What you are asked to do: All of the data below is to be output without alteration.

*** Given data Section Begins ***

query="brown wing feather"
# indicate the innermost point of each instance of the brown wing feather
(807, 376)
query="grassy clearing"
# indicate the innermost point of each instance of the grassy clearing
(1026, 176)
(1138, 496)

*** Given data Section Ends ***

Answer to the exercise:
query="brown wing feather"
# indicate the innermost point of each instance of the brown wing feather
(807, 376)
query="grassy clearing"
# indicate the innermost point of each instance of the grassy clearing
(1026, 176)
(1138, 496)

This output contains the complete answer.